• Work instructions: Format every line of the items below as a numbered list, leaving out blank lines and any pictures.

• Listed entries:
══════════

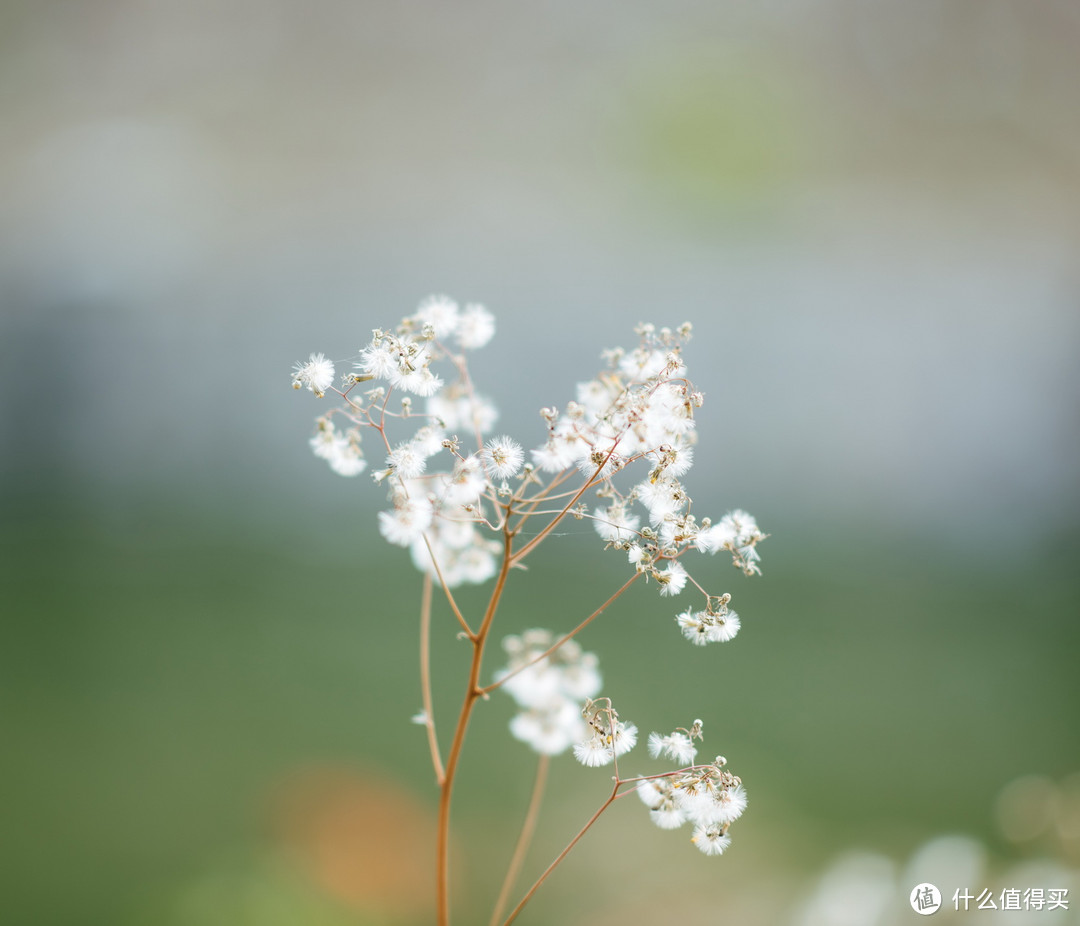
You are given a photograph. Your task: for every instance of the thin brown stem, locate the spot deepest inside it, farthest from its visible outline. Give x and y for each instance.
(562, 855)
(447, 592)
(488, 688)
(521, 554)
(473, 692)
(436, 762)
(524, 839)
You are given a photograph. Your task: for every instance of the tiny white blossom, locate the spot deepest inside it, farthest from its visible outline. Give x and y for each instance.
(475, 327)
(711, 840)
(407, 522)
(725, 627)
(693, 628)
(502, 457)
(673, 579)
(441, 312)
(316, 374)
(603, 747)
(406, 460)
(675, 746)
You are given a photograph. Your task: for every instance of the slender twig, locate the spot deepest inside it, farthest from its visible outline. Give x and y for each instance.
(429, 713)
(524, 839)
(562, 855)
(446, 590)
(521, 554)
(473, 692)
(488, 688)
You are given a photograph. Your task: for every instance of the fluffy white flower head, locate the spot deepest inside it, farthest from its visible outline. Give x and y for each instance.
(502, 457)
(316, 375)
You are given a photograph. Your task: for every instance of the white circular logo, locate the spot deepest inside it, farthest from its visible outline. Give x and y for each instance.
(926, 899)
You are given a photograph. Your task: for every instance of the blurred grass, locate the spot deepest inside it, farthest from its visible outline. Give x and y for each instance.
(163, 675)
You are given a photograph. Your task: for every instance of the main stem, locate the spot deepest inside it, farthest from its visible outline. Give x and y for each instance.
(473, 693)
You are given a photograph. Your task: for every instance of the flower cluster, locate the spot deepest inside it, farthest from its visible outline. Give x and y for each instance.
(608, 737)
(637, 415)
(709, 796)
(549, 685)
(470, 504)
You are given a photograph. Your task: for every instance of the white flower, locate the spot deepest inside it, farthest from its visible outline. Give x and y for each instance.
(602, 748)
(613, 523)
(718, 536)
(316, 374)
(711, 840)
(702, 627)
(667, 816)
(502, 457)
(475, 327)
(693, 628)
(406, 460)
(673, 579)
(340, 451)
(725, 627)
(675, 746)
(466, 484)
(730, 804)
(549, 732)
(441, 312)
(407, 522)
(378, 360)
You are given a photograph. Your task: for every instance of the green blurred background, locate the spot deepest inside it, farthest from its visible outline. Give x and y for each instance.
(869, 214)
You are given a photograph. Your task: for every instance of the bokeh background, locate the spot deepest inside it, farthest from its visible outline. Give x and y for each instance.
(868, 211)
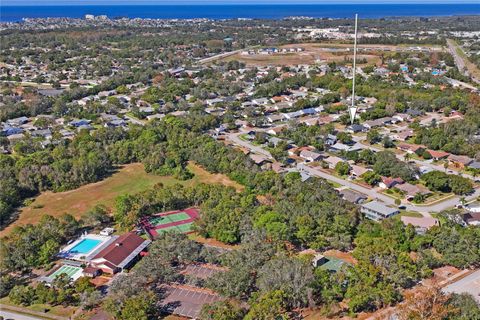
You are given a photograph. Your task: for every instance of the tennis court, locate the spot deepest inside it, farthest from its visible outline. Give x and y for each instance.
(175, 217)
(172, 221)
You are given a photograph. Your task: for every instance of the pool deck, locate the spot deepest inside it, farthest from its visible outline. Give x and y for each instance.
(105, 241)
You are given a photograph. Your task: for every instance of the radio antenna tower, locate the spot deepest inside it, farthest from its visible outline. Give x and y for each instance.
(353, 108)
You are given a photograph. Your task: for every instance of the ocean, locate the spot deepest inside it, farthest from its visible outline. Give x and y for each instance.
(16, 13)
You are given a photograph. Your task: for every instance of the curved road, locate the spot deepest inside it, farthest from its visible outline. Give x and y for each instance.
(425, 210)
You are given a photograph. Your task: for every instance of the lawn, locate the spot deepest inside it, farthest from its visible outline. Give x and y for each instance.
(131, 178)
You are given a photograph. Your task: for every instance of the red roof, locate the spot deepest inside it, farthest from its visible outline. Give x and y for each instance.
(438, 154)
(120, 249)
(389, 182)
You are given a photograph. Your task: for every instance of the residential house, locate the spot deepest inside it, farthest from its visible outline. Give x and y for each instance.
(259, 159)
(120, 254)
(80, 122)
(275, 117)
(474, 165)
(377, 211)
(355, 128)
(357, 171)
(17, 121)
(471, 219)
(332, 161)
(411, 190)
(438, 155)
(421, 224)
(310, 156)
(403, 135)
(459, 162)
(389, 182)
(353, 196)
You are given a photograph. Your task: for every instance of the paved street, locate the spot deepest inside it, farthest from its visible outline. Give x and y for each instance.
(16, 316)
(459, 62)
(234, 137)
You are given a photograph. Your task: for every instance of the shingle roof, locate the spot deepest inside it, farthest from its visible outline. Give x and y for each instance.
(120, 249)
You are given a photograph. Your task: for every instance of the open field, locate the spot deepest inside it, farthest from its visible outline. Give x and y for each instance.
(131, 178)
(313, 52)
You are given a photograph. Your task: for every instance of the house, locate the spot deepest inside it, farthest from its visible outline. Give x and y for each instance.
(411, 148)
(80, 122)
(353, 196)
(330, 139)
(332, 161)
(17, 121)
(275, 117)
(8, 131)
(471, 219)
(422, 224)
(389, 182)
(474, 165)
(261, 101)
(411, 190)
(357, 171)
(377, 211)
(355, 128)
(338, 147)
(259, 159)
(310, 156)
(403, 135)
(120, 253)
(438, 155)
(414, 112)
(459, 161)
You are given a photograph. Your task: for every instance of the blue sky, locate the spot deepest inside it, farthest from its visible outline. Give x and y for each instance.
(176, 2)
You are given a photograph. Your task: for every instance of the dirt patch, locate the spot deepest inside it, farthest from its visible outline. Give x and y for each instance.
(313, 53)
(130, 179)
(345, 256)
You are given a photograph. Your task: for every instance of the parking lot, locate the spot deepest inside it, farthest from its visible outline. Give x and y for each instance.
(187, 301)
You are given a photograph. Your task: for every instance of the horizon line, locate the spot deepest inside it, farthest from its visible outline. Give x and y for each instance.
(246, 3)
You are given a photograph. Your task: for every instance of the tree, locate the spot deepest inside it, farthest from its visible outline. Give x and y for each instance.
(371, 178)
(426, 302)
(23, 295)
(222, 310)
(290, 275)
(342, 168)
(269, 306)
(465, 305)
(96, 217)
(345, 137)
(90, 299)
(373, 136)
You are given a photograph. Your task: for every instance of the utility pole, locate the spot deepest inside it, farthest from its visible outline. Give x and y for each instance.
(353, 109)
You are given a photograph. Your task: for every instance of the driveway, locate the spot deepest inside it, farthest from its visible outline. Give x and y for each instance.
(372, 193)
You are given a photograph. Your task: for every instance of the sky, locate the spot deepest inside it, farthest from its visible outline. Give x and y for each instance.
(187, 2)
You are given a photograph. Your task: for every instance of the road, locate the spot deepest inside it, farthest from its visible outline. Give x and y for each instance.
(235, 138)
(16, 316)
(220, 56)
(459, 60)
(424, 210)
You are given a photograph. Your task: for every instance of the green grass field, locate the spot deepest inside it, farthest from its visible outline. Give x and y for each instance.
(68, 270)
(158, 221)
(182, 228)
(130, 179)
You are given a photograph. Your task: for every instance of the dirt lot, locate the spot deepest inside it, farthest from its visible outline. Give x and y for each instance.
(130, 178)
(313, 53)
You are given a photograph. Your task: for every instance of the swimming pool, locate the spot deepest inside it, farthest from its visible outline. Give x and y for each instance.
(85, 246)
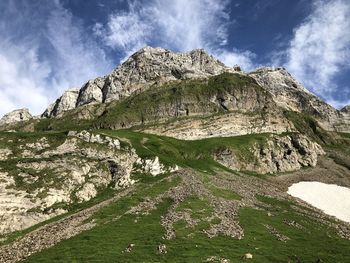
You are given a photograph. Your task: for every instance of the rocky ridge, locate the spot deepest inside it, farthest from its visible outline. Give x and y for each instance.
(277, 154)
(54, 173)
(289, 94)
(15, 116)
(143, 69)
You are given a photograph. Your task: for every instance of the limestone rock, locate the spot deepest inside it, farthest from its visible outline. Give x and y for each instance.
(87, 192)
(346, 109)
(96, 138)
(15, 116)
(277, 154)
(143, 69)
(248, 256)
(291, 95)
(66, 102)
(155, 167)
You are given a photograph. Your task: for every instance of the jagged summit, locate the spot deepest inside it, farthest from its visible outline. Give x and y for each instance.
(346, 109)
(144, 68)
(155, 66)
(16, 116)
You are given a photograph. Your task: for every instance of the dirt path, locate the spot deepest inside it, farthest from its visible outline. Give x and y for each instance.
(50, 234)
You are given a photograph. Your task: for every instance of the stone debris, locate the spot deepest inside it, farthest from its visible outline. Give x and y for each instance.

══════════

• Solution to this exercise:
1. You are given a photograph. Your task: for every instance of the thin brown stem, locate the spot deepest inside it, farthest from its visible outline. Give x and y for each instance.
2. (562, 855)
3. (447, 592)
4. (488, 688)
5. (521, 554)
6. (473, 692)
7. (436, 762)
8. (524, 839)
9. You are given a photograph. Your task: for every instance of the tiny white blossom, locate the spot deepest inside it, farthest from its visible outline. Give x and y for each instance.
10. (475, 327)
11. (711, 840)
12. (407, 522)
13. (725, 627)
14. (693, 628)
15. (502, 457)
16. (673, 579)
17. (441, 312)
18. (316, 374)
19. (603, 747)
20. (406, 460)
21. (675, 746)
22. You are given a photograph. Your task: for every instance of the slender twig, locate the spot deepest inside it, farthest from its visible outline. Give x and y for each instance.
23. (429, 713)
24. (524, 839)
25. (562, 855)
26. (446, 590)
27. (521, 554)
28. (473, 692)
29. (488, 688)
30. You are given a photograph. Your task: for every instance of the fluffy white flower head, locate the spot deepest inside it, farthest from its visible outline. Give x and y for each instance.
31. (502, 457)
32. (316, 375)
33. You are given a photograph. Your task: for every instance of the white circular logo, locate the spot deepest inside it, farthest from its visible outline. Give x and y for each instance.
34. (926, 899)
35. You are given a photograph. Your task: for every instance of the blurred grass, locate the spot deepest inside it, farthest from its visible outline. Give x and y for each instance.
36. (163, 675)
37. You are given a photograph. Your task: for every instance of the main stem, locate the spot deepest inside it, farthest from its visible outline. Give x and y for each instance.
38. (473, 693)
39. You are given a photograph. Your task: for every instance of the flower cluster, locate the spot deepest inside it, farthest from its visible outline. Give x and y for each instance.
40. (608, 737)
41. (637, 415)
42. (709, 796)
43. (549, 685)
44. (470, 504)
45. You are given a photograph. Your task: for every instance of the white flower, locate the spot deepest inside it, farthest from its visible outline. Give x and y for each instance.
46. (602, 748)
47. (613, 523)
48. (718, 536)
49. (316, 374)
50. (711, 840)
51. (702, 627)
52. (667, 816)
53. (502, 457)
54. (475, 327)
55. (693, 628)
56. (406, 460)
57. (673, 579)
58. (340, 451)
59. (725, 627)
60. (675, 746)
61. (466, 484)
62. (730, 804)
63. (549, 732)
64. (441, 312)
65. (407, 522)
66. (378, 360)
67. You are given a photograph. Your task: for every instance of the green blurred background, locate the spot deepest inside it, farthest from its visible outline. Give x and y for each instance.
68. (869, 214)
69. You are given a photograph. Your task: for every instance of the bokeh background, locate the spot deepest inside it, farthest from its visible outline. Give x and y for each instance.
70. (868, 211)
71. You are given a photograph. Your task: for every instance of the tennis court, locate the spot deepest inside it, farthest from its visible outline. Give x and y for each instance.
72. (175, 217)
73. (172, 221)
74. You are given a photograph. Your task: for every instance of the pool deck, locate the spot deepest inside it, farthest from its visible outline. Give x and y for each instance.
75. (105, 241)
76. You are given a photograph. Your task: for every instance of the radio antenna tower, locate the spot deepest inside it, farthest from its visible outline. Give x and y for each instance.
77. (353, 108)
78. You are given a photograph. Your task: for every instance of the ocean, locate the spot deepest inside it, farthest from its visible outline. Give x and y for each instance.
79. (16, 13)
80. You are given a photograph. Your task: for every instance of the curved road, locate the spot deepest inside it, farthest from its visible outline. Give x and y for each instance.
81. (425, 210)
82. You are given a photograph. Your task: for every instance of the lawn, locate the spot deepest inside it, farthest from its visible outline. Give x and y for each instance.
83. (131, 178)
84. You are given a photograph. Your task: for every instance of the red roof, locate the spot deepest inside it, farthest from its visible outline. Give x and y for each instance.
85. (438, 154)
86. (120, 249)
87. (389, 182)
88. You are given a photograph. Your task: for every instance of the residential house, locate the spot deepest inside it, farthest from its visible outline. Give x and y for each instance.
89. (259, 159)
90. (120, 254)
91. (80, 122)
92. (275, 117)
93. (474, 165)
94. (377, 211)
95. (355, 128)
96. (357, 171)
97. (17, 121)
98. (471, 219)
99. (332, 161)
100. (411, 190)
101. (438, 155)
102. (421, 224)
103. (310, 156)
104. (403, 135)
105. (459, 162)
106. (389, 182)
107. (353, 196)
108. You are given a photograph. Your task: for every instance of the paved street, locate the spot deepest inside it, farthest from its visible outline. Give x and y for each instance.
109. (16, 316)
110. (459, 62)
111. (234, 137)
112. You are given a photograph. Your task: for every instance of the shingle roof, locate the spot deepest inside it, farthest from its visible outline. Give x and y for each instance.
113. (120, 249)
114. You are given a photograph. Your task: for every instance of the open field, locate the spot deepest inside it, farthest from its visible outline. Give x and y for each instance.
115. (131, 178)
116. (313, 52)
117. You are given a photograph. Your task: for every instance of the house, locate the spot deepest inside it, farthest from its visible outline. Give x and y for each instance.
118. (411, 148)
119. (80, 122)
120. (353, 196)
121. (330, 139)
122. (332, 161)
123. (17, 121)
124. (275, 117)
125. (8, 131)
126. (471, 219)
127. (422, 224)
128. (389, 182)
129. (474, 165)
130. (261, 101)
131. (411, 190)
132. (357, 171)
133. (377, 211)
134. (355, 128)
135. (338, 147)
136. (259, 159)
137. (310, 156)
138. (403, 135)
139. (120, 253)
140. (438, 155)
141. (414, 112)
142. (459, 161)
143. You are given a photograph. Your task: for every instance of the blue sky, locate the spot deepest inside it, farthest from its visible outline. Give x and y for each instance.
144. (176, 2)
145. You are given a photograph. Your task: for every instance of the dirt patch, locate the spot deepest inside it, farthest from its visible outline. Give x and y for each instance.
146. (313, 53)
147. (130, 179)
148. (345, 256)
149. You are given a photograph. Your task: for every instance of the parking lot, locate the spot deepest inside it, farthest from its visible outline. Give x and y for each instance.
150. (187, 301)
151. You are given a photograph. Your task: for every instance of the horizon line, locate the spot deepest inside it, farthest from its visible outline. Give x and y for each instance.
152. (246, 3)
153. You are given a photograph. Your task: for every instance of the tree, locate the spot deepest inside it, farthest from its visible outline. Give x and y for each instance.
154. (371, 178)
155. (426, 302)
156. (23, 295)
157. (222, 310)
158. (290, 275)
159. (342, 168)
160. (269, 306)
161. (465, 305)
162. (96, 217)
163. (345, 137)
164. (90, 299)
165. (373, 136)
166. You are given a photograph. Your task: for every instance of the utility pole, locate the spot deepest inside it, farthest from its visible outline. Give x and y for each instance.
167. (353, 109)
168. You are given a photograph. Your task: for every instance of the driveway, locate the spot deepest inside it, farthest from its visible outline. Give x and y for each instance.
169. (372, 193)
170. You are given a photograph. Your task: for every instance of the sky, locate the spot deepest inside it, farthest from its visible outline. Give x and y for each instance.
171. (187, 2)
172. You are given a photograph. Your task: for every instance of the road, locate the spot deepest inside it, farthest from its visible outline. Give x and y for each instance.
173. (235, 138)
174. (16, 316)
175. (220, 56)
176. (459, 60)
177. (424, 210)
178. You are given a photograph. Your task: for every instance of the green grass field, locate the spot deepest inside it, farthest from its visible outline. Give x and y for each instance.
179. (68, 270)
180. (158, 221)
181. (182, 228)
182. (130, 179)
183. You are given a photograph. Your task: for every instance of the dirt lot, locate the spot deepest inside it, farthest from its visible outline. Give x and y for each instance.
184. (130, 178)
185. (313, 53)
186. You are given a photograph. Your task: for every instance of the swimming pool, locate the spot deepest inside it, farthest from its visible outline. Give x and y for each instance.
187. (85, 246)
188. You are given a photograph. Your task: for every instance of the rocky ridge, locate the spot deepest inside it, farthest from its visible outline. Give x and y for each instance.
189. (277, 154)
190. (54, 173)
191. (289, 94)
192. (15, 116)
193. (143, 69)
194. You are given a photograph. Your task: for every instance of the limestone rock, locate the spot deepest inside it, farthest from its visible outline. Give x and y for each instance.
195. (87, 192)
196. (346, 109)
197. (96, 138)
198. (15, 116)
199. (277, 154)
200. (143, 69)
201. (248, 256)
202. (291, 95)
203. (66, 102)
204. (155, 167)
205. You are given a photograph. Your task: for every instance of the jagged summit, locate the spot deepest inside it, farthest from its visible outline. Give x and y for each instance.
206. (346, 109)
207. (144, 68)
208. (155, 66)
209. (16, 116)
210. You are given a photograph. Your task: for every instance of the dirt path, locate the spot deepest inside it, farthest from its visible outline. Give x and y for each instance.
211. (50, 234)
212. You are given a photograph. Your task: for every instance of the stone debris, locate the spot deepest inside it, farthest from its visible outline. Give x and y for each instance.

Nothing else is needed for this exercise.